-- Start Input records --

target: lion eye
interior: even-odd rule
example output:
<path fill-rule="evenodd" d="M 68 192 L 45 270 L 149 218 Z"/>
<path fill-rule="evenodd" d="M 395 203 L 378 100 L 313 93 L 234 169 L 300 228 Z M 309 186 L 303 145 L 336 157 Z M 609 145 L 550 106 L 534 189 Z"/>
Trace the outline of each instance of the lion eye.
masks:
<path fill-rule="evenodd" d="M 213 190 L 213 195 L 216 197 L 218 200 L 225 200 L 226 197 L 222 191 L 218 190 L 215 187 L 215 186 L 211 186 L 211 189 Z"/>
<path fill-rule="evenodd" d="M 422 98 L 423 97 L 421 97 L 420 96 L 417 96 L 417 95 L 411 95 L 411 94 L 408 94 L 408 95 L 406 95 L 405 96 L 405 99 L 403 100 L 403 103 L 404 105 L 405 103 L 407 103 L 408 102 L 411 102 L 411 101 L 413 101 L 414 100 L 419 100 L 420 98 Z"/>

-- End Input records --

- Work to complete:
Output the lines of each item above verbatim, covering every item.

- Exercise solution:
target: lion eye
interior: even-odd rule
example output:
<path fill-rule="evenodd" d="M 68 192 L 45 270 L 149 218 Z"/>
<path fill-rule="evenodd" d="M 395 203 L 378 100 L 313 93 L 234 169 L 300 228 Z M 309 186 L 303 145 L 336 157 Z M 609 145 L 550 106 L 534 189 Z"/>
Trace the outline of each instance of the lion eye.
masks:
<path fill-rule="evenodd" d="M 213 190 L 213 195 L 216 197 L 218 200 L 225 200 L 226 197 L 222 191 L 218 190 L 215 187 L 215 186 L 211 186 L 211 189 Z"/>
<path fill-rule="evenodd" d="M 422 98 L 423 97 L 421 97 L 420 96 L 417 96 L 417 95 L 411 95 L 411 94 L 408 94 L 408 95 L 406 95 L 405 96 L 405 99 L 403 100 L 403 103 L 404 105 L 405 103 L 407 103 L 408 102 L 411 102 L 411 101 L 413 101 L 414 100 L 419 100 L 420 98 Z"/>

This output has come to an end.